SOURCE:
****************************************

Other frequent issues:

"Fit to DVD" - presumably adjusting quality settings as you add content. DOESN'T WORK. It takes a 1gb tivo file, and gladly makes a 4.5gb dvd... I add a second 1gb tivo file, and it does not "fit to disk" as it should, it tells me that the project size is 8 or more gb, despite my selecting fit-to-disk of 4.7gb or whatever.. very annoying. Manually sizing is a semi-workaround... but a poor one. WHY CANNOT A 1gb tivo file just come in to myDVD as a 1gb video? With a tivo that has a burner, I can put 4 of these on a dvd... with myDVD, I can fit ONE on a dvd (using fit-to-disk).

 

HANGS habitually --- if you edit, forget it. Ugghhh..

 

Sounds like whining and complaining --- but, like I said, I have spent hundreds on Roxio products and upgrades, hoping that they've worked these unforgiveable bugs out (QA? Roxio, ever hear of QA????).

****************************************

WHAT YOU WILL DO:
• 1. In the complaint about Roxio's myDVD, what project size does the software report after a second 1gb TiVo file is added?
• 2. Write a continuation of the complaint about Roxio's myDVD, starting after its final sentence.

DATASET CONTENT:
****************************************

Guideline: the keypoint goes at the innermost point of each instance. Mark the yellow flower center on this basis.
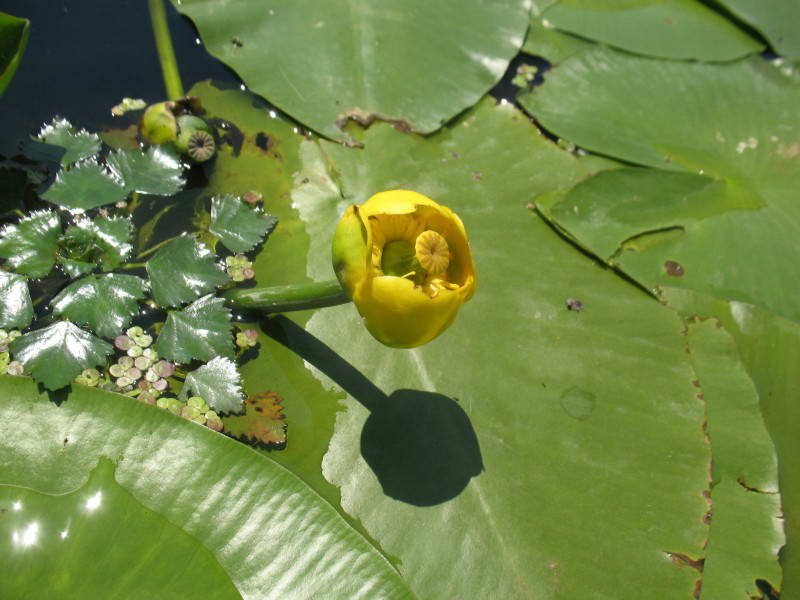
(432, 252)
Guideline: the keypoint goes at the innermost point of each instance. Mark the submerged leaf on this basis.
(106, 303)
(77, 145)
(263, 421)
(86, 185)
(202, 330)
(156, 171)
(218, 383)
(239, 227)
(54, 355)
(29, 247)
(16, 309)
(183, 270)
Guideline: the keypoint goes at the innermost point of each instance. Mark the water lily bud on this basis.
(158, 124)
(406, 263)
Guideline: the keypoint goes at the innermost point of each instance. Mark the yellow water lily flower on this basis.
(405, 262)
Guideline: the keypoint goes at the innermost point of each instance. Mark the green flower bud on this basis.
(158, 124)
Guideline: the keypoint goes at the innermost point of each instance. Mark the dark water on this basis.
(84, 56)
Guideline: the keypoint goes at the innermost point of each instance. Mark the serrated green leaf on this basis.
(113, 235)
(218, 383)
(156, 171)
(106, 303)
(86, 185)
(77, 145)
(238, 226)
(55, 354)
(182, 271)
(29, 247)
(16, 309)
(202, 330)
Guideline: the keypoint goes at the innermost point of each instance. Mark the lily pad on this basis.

****************************************

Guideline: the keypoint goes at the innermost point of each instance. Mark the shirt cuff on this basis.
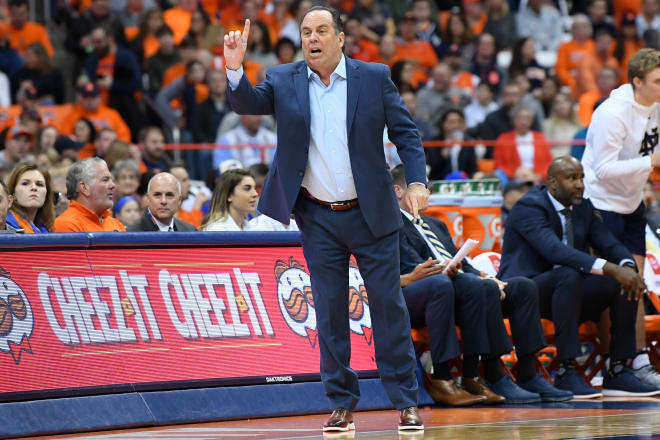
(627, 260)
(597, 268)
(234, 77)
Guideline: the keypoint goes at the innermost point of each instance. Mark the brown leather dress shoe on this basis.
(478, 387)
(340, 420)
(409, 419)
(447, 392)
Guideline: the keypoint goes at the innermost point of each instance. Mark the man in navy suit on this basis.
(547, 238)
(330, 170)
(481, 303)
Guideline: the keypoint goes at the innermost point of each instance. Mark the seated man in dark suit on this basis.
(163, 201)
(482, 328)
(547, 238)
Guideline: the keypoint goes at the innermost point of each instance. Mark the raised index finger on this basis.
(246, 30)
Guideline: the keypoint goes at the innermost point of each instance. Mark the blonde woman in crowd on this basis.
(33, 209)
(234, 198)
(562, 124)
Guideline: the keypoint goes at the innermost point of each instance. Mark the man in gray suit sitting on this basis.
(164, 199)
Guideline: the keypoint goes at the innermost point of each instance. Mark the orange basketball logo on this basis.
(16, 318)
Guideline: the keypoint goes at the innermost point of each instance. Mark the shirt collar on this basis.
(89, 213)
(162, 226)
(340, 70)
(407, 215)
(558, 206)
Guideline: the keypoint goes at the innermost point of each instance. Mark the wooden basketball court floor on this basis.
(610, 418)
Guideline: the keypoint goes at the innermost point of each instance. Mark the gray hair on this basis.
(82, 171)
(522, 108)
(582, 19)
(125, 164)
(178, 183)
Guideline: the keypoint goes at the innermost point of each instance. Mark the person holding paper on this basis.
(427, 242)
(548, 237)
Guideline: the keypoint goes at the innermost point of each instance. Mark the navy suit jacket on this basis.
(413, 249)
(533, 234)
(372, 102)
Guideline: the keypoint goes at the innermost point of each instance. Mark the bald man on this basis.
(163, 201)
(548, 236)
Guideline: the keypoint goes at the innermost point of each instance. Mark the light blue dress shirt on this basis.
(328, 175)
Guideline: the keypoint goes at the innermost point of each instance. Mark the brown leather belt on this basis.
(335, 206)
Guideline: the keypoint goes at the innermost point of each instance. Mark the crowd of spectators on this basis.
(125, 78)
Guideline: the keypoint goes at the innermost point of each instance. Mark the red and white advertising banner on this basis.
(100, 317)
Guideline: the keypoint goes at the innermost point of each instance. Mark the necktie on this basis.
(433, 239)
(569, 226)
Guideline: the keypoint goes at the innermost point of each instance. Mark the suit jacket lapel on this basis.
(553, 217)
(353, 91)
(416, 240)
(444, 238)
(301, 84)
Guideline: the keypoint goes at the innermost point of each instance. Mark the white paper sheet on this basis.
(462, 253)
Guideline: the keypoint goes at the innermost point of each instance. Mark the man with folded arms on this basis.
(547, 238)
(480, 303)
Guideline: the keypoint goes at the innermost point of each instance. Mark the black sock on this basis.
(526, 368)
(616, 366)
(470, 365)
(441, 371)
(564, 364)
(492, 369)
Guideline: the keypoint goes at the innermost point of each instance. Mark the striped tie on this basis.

****************************************

ANSWERS PROVIDED:
• 1. 8 or more gb

• 2.
I've read the forums - lots of people encounter these same issues - with great member support offering feedback -- but, no solutions - none that I have seen.

 

I need help getting myDVD to reliably (even SEMI-reliably) provide for edited tivo content in a dvd. I have used the products on about 5 different computers -- Intel/AMD, no matter -- all with 2-4gb of memory and tb+ diskspace... the problems are not particular to architecture of the hardware - they're clearly bugs. Does Roxio fix bugs? Where is the patch for the crash/hang myDVD scenarios? I know there are a ton of us who encounter the problems... at what point do we reach critical mass? Roxio just goes and releases a new version, with no mention ("known problems/issues") of whether these things are fixed, so you buy the next version, and -- nope, problem still there... and they got more of my money. Being the only tivo-player has made Roxio a bit lax it would seem. The folks at tivo don't seem concerned yet...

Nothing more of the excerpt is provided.